** Opening RECORDS SUPPLIED block **
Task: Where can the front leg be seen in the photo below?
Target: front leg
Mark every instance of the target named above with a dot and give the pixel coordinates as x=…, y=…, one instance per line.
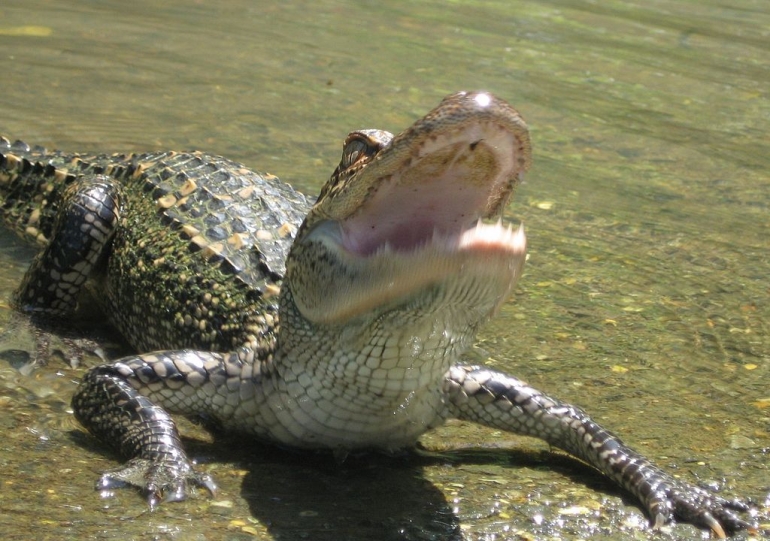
x=126, y=405
x=500, y=401
x=79, y=238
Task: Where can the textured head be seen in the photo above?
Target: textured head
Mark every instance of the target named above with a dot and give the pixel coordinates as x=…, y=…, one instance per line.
x=396, y=267
x=402, y=214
** Closing RECORDS SUPPLIED block **
YOUR INSTRUCTIONS: Go through the records above. Copy each line in which the string "Where" appears.

RESPONSE AREA:
Task: Where can the front leg be seen in the photo below?
Task: Where can the textured head be seen in the photo above?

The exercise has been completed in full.